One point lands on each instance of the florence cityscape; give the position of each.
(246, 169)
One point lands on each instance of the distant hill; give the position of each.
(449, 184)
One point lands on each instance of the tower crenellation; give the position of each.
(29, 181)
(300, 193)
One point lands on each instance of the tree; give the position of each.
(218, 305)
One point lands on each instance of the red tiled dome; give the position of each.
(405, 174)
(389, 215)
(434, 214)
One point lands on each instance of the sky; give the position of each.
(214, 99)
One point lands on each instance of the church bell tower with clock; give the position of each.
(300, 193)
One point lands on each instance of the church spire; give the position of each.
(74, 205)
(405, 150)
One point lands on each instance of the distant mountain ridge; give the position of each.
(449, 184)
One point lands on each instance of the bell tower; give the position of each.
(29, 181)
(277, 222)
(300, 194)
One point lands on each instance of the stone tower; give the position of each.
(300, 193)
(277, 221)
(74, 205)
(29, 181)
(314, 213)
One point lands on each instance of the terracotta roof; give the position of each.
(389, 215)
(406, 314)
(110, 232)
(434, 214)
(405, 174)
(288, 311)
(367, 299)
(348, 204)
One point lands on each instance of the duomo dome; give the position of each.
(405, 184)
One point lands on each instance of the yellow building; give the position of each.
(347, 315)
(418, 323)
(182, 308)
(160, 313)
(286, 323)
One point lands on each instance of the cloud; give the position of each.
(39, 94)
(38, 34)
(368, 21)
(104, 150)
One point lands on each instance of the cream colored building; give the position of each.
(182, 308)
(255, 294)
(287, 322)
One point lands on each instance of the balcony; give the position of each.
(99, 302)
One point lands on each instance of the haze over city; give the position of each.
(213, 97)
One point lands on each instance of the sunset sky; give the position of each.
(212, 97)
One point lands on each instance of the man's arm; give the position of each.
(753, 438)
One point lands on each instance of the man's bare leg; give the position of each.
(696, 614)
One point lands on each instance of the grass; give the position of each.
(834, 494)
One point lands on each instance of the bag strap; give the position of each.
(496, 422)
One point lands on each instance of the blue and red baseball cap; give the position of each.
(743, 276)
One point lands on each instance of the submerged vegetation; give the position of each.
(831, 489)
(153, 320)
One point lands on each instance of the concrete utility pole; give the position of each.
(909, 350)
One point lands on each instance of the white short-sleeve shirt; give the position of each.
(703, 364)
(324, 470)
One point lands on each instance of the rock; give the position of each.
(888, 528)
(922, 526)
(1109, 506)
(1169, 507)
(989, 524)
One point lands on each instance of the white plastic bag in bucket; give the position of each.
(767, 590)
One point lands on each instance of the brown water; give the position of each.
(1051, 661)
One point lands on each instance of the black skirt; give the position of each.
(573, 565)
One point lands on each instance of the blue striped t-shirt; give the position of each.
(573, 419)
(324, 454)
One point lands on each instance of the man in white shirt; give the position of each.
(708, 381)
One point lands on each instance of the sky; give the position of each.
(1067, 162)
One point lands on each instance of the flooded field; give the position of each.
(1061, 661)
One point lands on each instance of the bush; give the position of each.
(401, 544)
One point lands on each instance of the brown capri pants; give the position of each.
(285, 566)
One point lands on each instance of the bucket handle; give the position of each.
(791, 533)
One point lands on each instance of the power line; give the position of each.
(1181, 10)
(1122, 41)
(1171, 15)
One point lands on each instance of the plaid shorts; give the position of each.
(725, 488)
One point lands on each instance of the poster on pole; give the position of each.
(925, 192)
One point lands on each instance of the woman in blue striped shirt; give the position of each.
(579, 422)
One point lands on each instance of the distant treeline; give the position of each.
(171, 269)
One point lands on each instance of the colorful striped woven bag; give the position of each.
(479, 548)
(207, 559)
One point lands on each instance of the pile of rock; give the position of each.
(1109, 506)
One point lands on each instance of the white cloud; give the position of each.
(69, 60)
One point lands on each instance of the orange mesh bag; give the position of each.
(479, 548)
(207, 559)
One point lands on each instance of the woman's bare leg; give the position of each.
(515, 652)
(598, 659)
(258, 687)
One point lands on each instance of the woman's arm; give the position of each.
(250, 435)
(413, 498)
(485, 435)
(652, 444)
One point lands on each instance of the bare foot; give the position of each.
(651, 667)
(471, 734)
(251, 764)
────────
**Task objective**
Can you edit every row above so that "position" becomes "location" and nothing else changes?

**Response to the exercise**
One point lands on each instance of the florence cityscape; give the location of each.
(246, 169)
One point lands on each instance of the distant hill; give the location of each.
(449, 184)
One point lands on each instance of the tower crenellation; give the location of each.
(29, 181)
(300, 193)
One point lands on each instance of the tree; give the location of each.
(218, 305)
One point lands on each instance of the red tiled dome; give the location of each.
(405, 174)
(389, 215)
(434, 214)
One point lands on each instance of the sky; give the location of each.
(214, 99)
One point lands on each instance of the church bell tower with clock; give the location of each.
(300, 193)
One point lands on each instance of the church spire; give the location of each.
(74, 205)
(405, 150)
One point lands on each instance of the distant mountain ridge; give the location of each.
(449, 184)
One point lands on each instance of the bell tower; give the location of each.
(29, 181)
(277, 222)
(300, 194)
One point lands on each instance of the stone tower; give the location of each.
(300, 193)
(277, 221)
(74, 205)
(29, 181)
(314, 213)
One point lands on each instance of the terracotta roof; give the location of each.
(389, 215)
(406, 314)
(110, 232)
(434, 214)
(405, 174)
(288, 311)
(367, 299)
(348, 204)
One point lands on each instance of the duomo dome; give the location of each.
(405, 184)
One point lands on each instance of the yellow building; give the location of each.
(347, 315)
(418, 323)
(182, 308)
(160, 313)
(286, 323)
One point lands on each instance of the cloud; give the location of each.
(39, 94)
(38, 34)
(368, 21)
(104, 150)
One point lands on each instance of the cream colored building; give the location of each.
(182, 308)
(255, 294)
(287, 322)
One point lands on each instance of the balcony; give the location of each.
(99, 302)
One point lands on each instance of the haze over city; give the location of each.
(213, 97)
One point lands on each instance of the sunset sky; give the location of each.
(212, 97)
One point lands on each instance of the man's arm; give the location of each.
(753, 438)
One point lands on each instance of the man's bare leg; give the location of each.
(696, 614)
One point lands on each instance of the grass; give the location of each.
(834, 494)
One point lands on each instance of the bag strap; give the location of each.
(496, 422)
One point lands on each instance of the blue and red baseball cap; give the location of each.
(743, 276)
One point lands on each instance of the submerged vegetation; give the location of each.
(831, 489)
(153, 320)
One point lands on each instance of the concrete utility pole; give the location of each.
(909, 350)
One point lands on each instance of the white short-sleeve shirt; give the location of each.
(703, 364)
(324, 470)
One point lands on each instance of the rock; give the location of each.
(888, 528)
(922, 526)
(1109, 506)
(1169, 507)
(989, 524)
One point lands on each instance of the white plastic bag in bucket; give the location of each.
(767, 590)
One point lands on each instance of the brown water; give the location of each.
(1051, 661)
One point lands on each instance of the black skirt; give the location of each.
(573, 565)
One point lands on each instance of the blue striped t-shirt; give the location of each.
(573, 419)
(324, 454)
One point lands on each instance of the man in white shirt; give the location of each.
(708, 381)
One point lands on each instance of the sky; give the location of each.
(1067, 162)
One point lands on each instance of the flooded field; give the location of each.
(1061, 661)
One point lands on each instance of the bush; give the location of each.
(401, 544)
One point lands on each instance of the brown capri pants; give the location of each.
(285, 566)
One point lands on each instance of the bucket handle; give the location of each.
(791, 533)
One point lands on each instance of the power line; give the location of each.
(1181, 10)
(1122, 41)
(1171, 15)
One point lands on each instance of the plaid shorts; give the location of each.
(725, 488)
One point lands on each instance of the poster on pole; give the location of each.
(925, 192)
One point lands on each instance of the woman in blue striped shirt; give the location of each.
(579, 422)
One point lands on each instance of the distant treeline; give the location of each.
(171, 269)
One point lands on each instance of the colorful striped woven bag; give the location of each.
(479, 548)
(207, 559)
One point lands on each instance of the pile of rock; give the location of each.
(1109, 506)
One point lands on each instance of the white cloud; give the location of each.
(69, 60)
One point lands on each instance of the orange mesh bag; give the location of each.
(479, 548)
(207, 559)
One point lands on each instance of the woman's bare leg; give the location of each.
(515, 652)
(598, 659)
(258, 687)
One point lands on each instance of the woman's arm; give the location of each.
(250, 435)
(413, 498)
(485, 435)
(652, 444)
One point lands on each instance of the bare foot; give the location of each.
(651, 667)
(471, 734)
(251, 764)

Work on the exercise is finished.